§ **Short task**
Copy all the data below word for word, but leave out the pictures.

§ **Extracted records**
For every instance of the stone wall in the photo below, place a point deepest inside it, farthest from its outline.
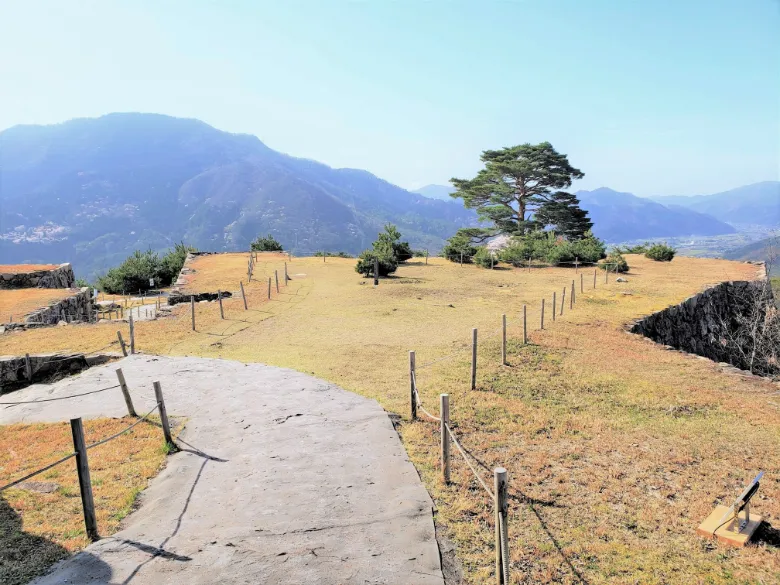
(702, 324)
(44, 368)
(60, 277)
(76, 308)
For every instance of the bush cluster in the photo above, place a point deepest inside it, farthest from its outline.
(614, 259)
(135, 273)
(266, 244)
(551, 249)
(388, 249)
(660, 252)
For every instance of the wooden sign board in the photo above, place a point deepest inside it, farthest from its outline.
(726, 534)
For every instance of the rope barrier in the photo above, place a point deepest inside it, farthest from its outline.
(59, 397)
(34, 473)
(114, 436)
(466, 459)
(419, 404)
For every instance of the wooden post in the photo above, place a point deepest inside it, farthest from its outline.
(503, 340)
(444, 414)
(243, 295)
(85, 484)
(413, 402)
(474, 359)
(132, 333)
(501, 509)
(163, 413)
(525, 324)
(125, 392)
(121, 343)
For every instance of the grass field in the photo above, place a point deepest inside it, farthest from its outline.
(16, 303)
(37, 528)
(616, 448)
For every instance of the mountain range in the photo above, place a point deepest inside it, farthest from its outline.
(91, 191)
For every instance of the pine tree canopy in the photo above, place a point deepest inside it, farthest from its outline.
(516, 183)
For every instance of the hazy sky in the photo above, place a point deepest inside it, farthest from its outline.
(647, 96)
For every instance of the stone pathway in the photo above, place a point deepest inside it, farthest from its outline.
(283, 478)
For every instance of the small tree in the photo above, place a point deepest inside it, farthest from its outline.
(459, 247)
(660, 252)
(266, 244)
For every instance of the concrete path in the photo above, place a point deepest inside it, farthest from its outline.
(285, 479)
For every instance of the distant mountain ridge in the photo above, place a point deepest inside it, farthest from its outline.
(91, 191)
(758, 204)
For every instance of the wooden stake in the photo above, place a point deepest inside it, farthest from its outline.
(125, 392)
(412, 400)
(121, 343)
(444, 414)
(85, 484)
(503, 340)
(501, 509)
(525, 324)
(132, 333)
(474, 359)
(163, 413)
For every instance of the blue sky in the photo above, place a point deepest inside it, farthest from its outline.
(654, 97)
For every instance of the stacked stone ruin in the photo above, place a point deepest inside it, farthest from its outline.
(76, 307)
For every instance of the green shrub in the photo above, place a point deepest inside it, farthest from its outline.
(484, 258)
(612, 260)
(135, 273)
(636, 249)
(660, 252)
(267, 244)
(457, 247)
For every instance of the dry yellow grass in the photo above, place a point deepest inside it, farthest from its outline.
(215, 272)
(37, 529)
(616, 448)
(16, 303)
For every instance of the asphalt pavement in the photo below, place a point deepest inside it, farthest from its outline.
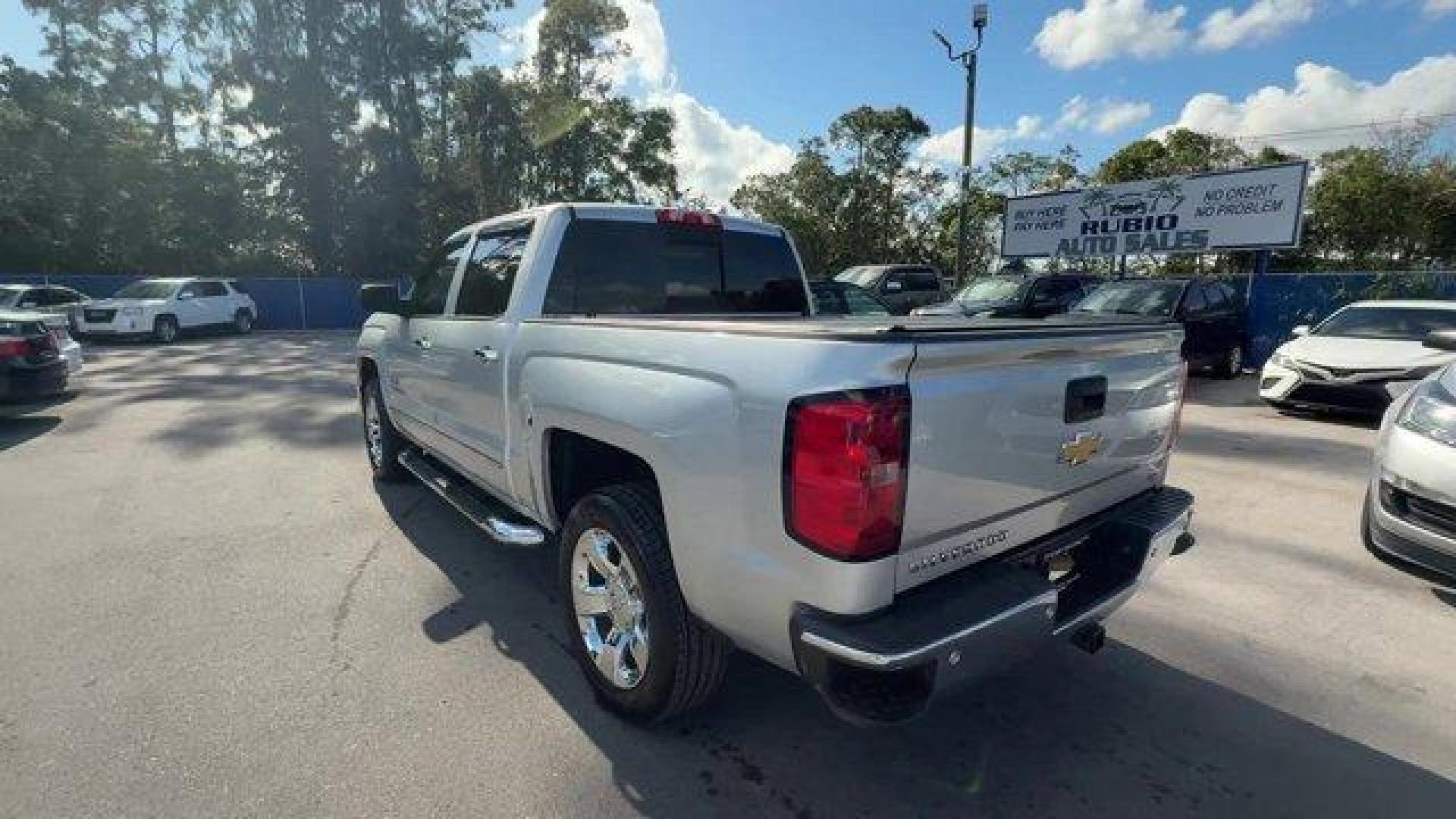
(207, 608)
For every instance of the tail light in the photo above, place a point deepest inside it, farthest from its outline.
(34, 347)
(689, 218)
(845, 471)
(1183, 395)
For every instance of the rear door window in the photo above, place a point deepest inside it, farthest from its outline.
(431, 286)
(485, 290)
(1194, 302)
(613, 267)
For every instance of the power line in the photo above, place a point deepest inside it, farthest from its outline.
(1414, 120)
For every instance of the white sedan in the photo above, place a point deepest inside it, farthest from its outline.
(1357, 357)
(1411, 506)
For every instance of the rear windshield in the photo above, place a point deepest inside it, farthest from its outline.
(147, 289)
(861, 276)
(1388, 322)
(1133, 299)
(20, 328)
(610, 267)
(993, 289)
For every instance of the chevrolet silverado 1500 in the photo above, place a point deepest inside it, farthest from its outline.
(884, 506)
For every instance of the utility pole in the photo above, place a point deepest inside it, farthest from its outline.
(981, 18)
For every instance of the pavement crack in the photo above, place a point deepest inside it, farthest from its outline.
(341, 611)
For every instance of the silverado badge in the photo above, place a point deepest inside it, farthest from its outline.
(1079, 449)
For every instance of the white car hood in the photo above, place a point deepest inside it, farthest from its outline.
(120, 303)
(1345, 353)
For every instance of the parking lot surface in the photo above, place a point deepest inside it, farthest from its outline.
(207, 608)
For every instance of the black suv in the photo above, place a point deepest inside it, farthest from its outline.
(902, 287)
(1210, 312)
(1017, 297)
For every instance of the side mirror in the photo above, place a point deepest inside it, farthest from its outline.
(1442, 340)
(382, 299)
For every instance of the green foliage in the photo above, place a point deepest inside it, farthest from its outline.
(324, 137)
(855, 197)
(305, 136)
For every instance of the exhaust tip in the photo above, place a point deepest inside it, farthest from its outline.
(1091, 639)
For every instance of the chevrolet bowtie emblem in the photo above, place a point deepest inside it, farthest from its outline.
(1079, 449)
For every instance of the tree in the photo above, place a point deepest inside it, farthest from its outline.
(1025, 172)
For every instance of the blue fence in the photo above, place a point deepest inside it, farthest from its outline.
(1282, 300)
(283, 303)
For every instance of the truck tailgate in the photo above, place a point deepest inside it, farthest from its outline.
(1017, 436)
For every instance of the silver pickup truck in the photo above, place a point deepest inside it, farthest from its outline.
(884, 506)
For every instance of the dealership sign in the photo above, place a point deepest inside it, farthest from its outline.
(1257, 207)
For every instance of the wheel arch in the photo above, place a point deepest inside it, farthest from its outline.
(577, 464)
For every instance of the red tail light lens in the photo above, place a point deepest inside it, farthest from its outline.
(689, 218)
(845, 471)
(1183, 395)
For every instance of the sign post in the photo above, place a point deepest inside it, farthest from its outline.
(1226, 210)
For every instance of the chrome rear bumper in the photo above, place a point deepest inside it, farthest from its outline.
(887, 667)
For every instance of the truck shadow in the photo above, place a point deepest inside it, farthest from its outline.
(1065, 735)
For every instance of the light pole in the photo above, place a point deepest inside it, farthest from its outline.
(981, 17)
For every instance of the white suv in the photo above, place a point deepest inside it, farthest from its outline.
(164, 308)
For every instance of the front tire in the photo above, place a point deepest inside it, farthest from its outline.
(647, 657)
(382, 441)
(1232, 363)
(165, 330)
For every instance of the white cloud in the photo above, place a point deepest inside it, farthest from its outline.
(1263, 19)
(1329, 101)
(714, 156)
(712, 153)
(1078, 114)
(1106, 30)
(1104, 115)
(986, 142)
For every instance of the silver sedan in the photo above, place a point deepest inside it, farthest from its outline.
(1411, 506)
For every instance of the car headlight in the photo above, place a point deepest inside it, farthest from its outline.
(1432, 413)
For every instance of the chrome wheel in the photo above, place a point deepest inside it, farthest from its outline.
(373, 430)
(610, 608)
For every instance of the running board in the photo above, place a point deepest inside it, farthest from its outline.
(500, 523)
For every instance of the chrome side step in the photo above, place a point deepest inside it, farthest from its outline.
(490, 515)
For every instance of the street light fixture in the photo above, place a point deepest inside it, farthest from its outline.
(981, 18)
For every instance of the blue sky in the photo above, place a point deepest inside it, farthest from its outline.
(748, 79)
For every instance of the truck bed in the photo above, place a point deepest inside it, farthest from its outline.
(874, 328)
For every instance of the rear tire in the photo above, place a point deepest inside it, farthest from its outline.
(683, 662)
(382, 441)
(165, 330)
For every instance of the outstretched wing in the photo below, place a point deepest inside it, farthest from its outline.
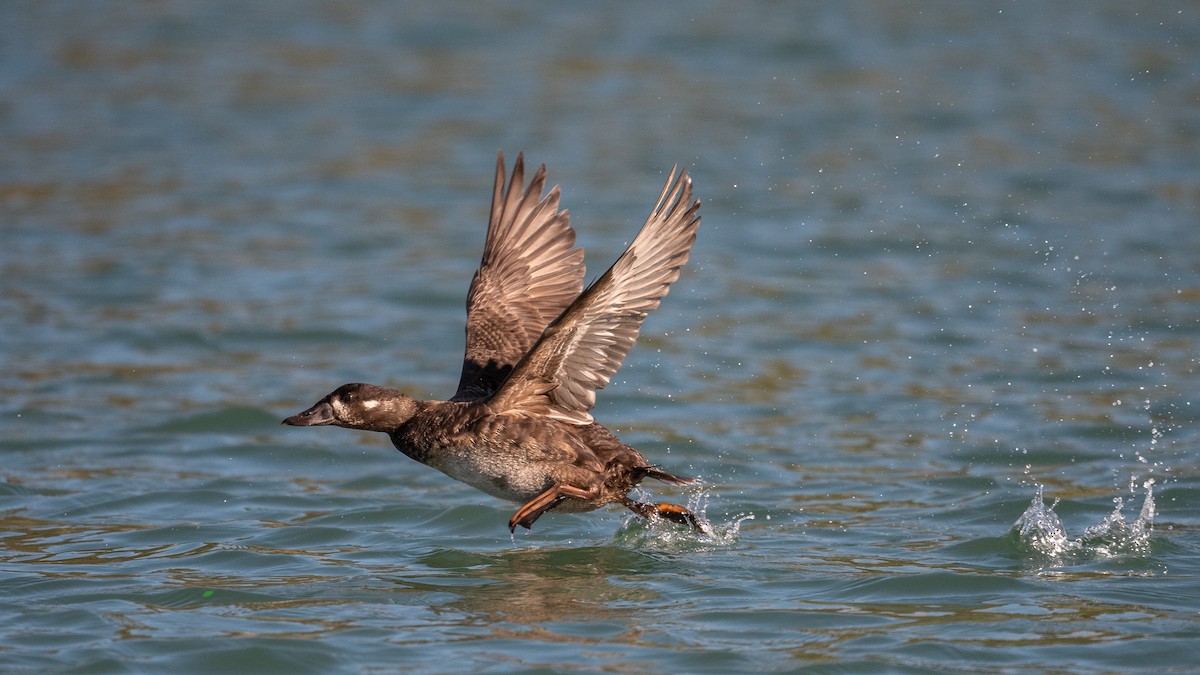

§ **Reply**
For every instance of the stone wall in the photo below, place a point deepest inside it, farthest from its outline.
(702, 324)
(44, 368)
(60, 277)
(76, 308)
For every instance of the bush cluster in the photo above, place a point deepest inside it, farthest from its outline.
(614, 259)
(135, 273)
(266, 244)
(551, 249)
(388, 249)
(660, 252)
For every instance of the wooden sign board in the photo above, place a point deepest inside it, farthest from its outline.
(726, 534)
For every instance of the rope barrier in the photo above, place a point deepest inside it, farthest from its outline.
(59, 397)
(34, 473)
(114, 436)
(466, 459)
(419, 404)
For every instance of the wooden post in the photo above, place a point deepest inside it, farthest from its outline.
(503, 340)
(444, 414)
(243, 295)
(85, 484)
(413, 402)
(474, 359)
(132, 333)
(501, 509)
(163, 413)
(525, 324)
(125, 392)
(121, 343)
For every instance of the grass field in the photo above, place a point deepest inside it, farthest from its outline.
(16, 303)
(37, 528)
(616, 448)
For every instance of the mountain range in the photo above, place a point deepest inside it, farthest from its outline.
(91, 191)
For every instance of the pine tree canopy in the photo above, place a point deepest inside it, farthest from its outline.
(516, 183)
For every instance of the hazy sky in the photo above, place a point deepest inside it, farthest from its outline.
(647, 96)
For every instance of the stone pathway in the photo above, place a point deepest inside it, farthest from its outline.
(283, 478)
For every instance of the small tree in the photo above, place a point deepest inside it, farthest from its outline.
(459, 247)
(660, 252)
(266, 244)
For every instance of the concrete path in the photo above, place a point deepest inside it, farthest from its outline.
(285, 479)
For every instance of the distant mountain ridge in the photo above, place a point deepest inside it, farthest from its outline.
(91, 191)
(758, 204)
For every instance of the wooden stake in the photo above, place a point deepest inside it, farthest from its outline.
(125, 392)
(412, 400)
(121, 343)
(444, 414)
(85, 484)
(503, 340)
(501, 509)
(525, 324)
(132, 333)
(474, 359)
(163, 413)
For every instance of the blue sky in the photo above, place a point deepest inside it, farthest from its outline.
(654, 97)
For every instance of the stacked stone ruin in the photo above, place a point deepest inside it, farthest from its outline.
(76, 307)
For every instance of the green shrub in the photo above, place a point deepest inside it, farthest from its outline.
(484, 258)
(612, 260)
(135, 273)
(636, 249)
(660, 252)
(267, 244)
(457, 247)
For every instance of the dry yellow grass in the photo above, place a point deepest inside it, farthest from its outline.
(215, 272)
(37, 529)
(616, 448)
(16, 303)
For every instance of the asphalt pavement in the photo below, place a point deepest inside it, farthest from its outline.
(207, 608)
For every instance of the tail light in the photo above, place a point deepest inside it, farthest from its outline.
(34, 347)
(689, 218)
(845, 471)
(1183, 395)
For every instance of the rear door window in the photo above, place a point deepest inside it, farthest from its outline.
(431, 286)
(485, 290)
(1194, 302)
(613, 267)
For every instance of the power line in the photo above, place a point deepest inside it, farthest from its outline.
(1414, 120)
For every instance of the white sedan in the photo above, place a point deepest inside it, farthest from its outline.
(1357, 357)
(1411, 506)
For every instance of the rear windshield in the photo above, place a point deepest inside it, farthest from its outline.
(147, 289)
(861, 276)
(1388, 322)
(1133, 299)
(20, 328)
(610, 267)
(993, 289)
For every instance of the chevrolet silverado 1500 in the photo above, place a point deepest inside it, farthest from its outline.
(884, 506)
For every instance of the utility pole in the photo above, place a point deepest inside it, farthest from its outline.
(981, 18)
For every instance of the pavement crack in the photo above, place a point deepest inside it, farthest from its outline.
(341, 611)
For every instance of the silverado badge in the photo above, place a point deepest inside it, farthest from its outline.
(1079, 449)
For every instance of the white car hood in the photo above, place a point deepest inside it, farthest from its outline.
(120, 303)
(1345, 353)
For every instance of the parking lot surface in the photo above, place a point deepest inside it, farthest from its outline.
(207, 608)
For every instance of the black suv in the photo above, place a point deepest inside it, farthest from its outline.
(902, 287)
(1210, 312)
(1017, 297)
For every instance of the side mirror in the photo above, place a point deepest inside it, farthest from its outline.
(1442, 340)
(382, 299)
For every instance of the green foliage in the photo above, place a point deepest inside it, farthest from its outline.
(324, 137)
(855, 197)
(305, 136)
For every instance of the exhaust tip in the photo above, place a point deepest inside it, farthest from its outline.
(1091, 639)
For every instance of the chevrolet bowtie emblem in the photo above, place a point deepest inside it, farthest from its outline.
(1079, 449)
For every instance of the tree in the photo above, place a point deepest inside it, farthest from its outline.
(1025, 172)
For every instance of the blue fence in the photo above, place a point deepest inside it, farthest from its outline.
(1282, 300)
(283, 303)
For every instance of the truck tailgate in the photo above, place a point deepest inside it, farthest from its outline.
(1017, 436)
For every instance of the silver pickup truck in the photo above, place a point deepest inside it, farthest from its outline.
(884, 506)
For every instance of the dealership sign in the photo above, place a point deepest inside it, farthest from its outline.
(1257, 207)
For every instance of the wheel arch in the photo above, place a point deepest inside it, farthest from its outline.
(577, 464)
For every instance of the red tail light lens in the photo above, place a point deepest inside it, farthest from its outline.
(689, 218)
(845, 471)
(1183, 395)
For every instance of the sign post in the photo above, place a point deepest inside it, farthest from its outline.
(1226, 210)
For every instance of the chrome rear bumper in the photo above, place a point deepest inside it, farthest from its outline.
(887, 667)
For every instance of the truck shadow in the photo above, place a point deepest inside it, farthest from its outline.
(1065, 735)
For every instance of the light pole in the photo above, place a point deepest inside it, farthest from its outline.
(981, 17)
For every instance of the white suv in the photo above, place a point deepest inside it, farthest from its outline.
(164, 308)
For every instance of the front tire in the photo above, place a point deepest inside it, farthest from its outline.
(647, 657)
(382, 441)
(1232, 363)
(165, 330)
For every instance of the white cloud in the photo above, place a point deepest inside it, farthest from its outline.
(1263, 19)
(1329, 101)
(714, 156)
(712, 153)
(1078, 114)
(1106, 30)
(1104, 115)
(986, 142)
For every instance of the silver sedan in the photo above, place a point deepest inside it, farthest from its outline.
(1411, 506)
For every instance of the car headlight in the photo above, place a point deepest inside it, farthest from its outline.
(1432, 413)
For every instance of the chrome wheel in the photo above, place a point deepest inside it, farthest from its outline.
(373, 430)
(610, 608)
For every instance of the running board in the photo above, place a point deepest inside it, farthest from its outline.
(500, 523)
For every instance of the chrome side step in the photo above, place a point deepest inside it, farthest from its outline.
(490, 515)
For every instance of the street light fixture in the photo above, place a point deepest inside it, farthest from its outline.
(981, 18)
For every instance of the blue sky in the photo above, place a point deepest inside it, farthest from its outline.
(748, 79)
For every instance of the truck bed in the photo above, place a point deepest inside it, farthest from its outline.
(874, 328)
For every instance of the rear tire in the photo above, place a point deepest inside it, farthest from its outline.
(683, 662)
(382, 441)
(165, 330)
For every instance of the outstretched wing in the photo below, place a point deepest inside it, farthest from its outline.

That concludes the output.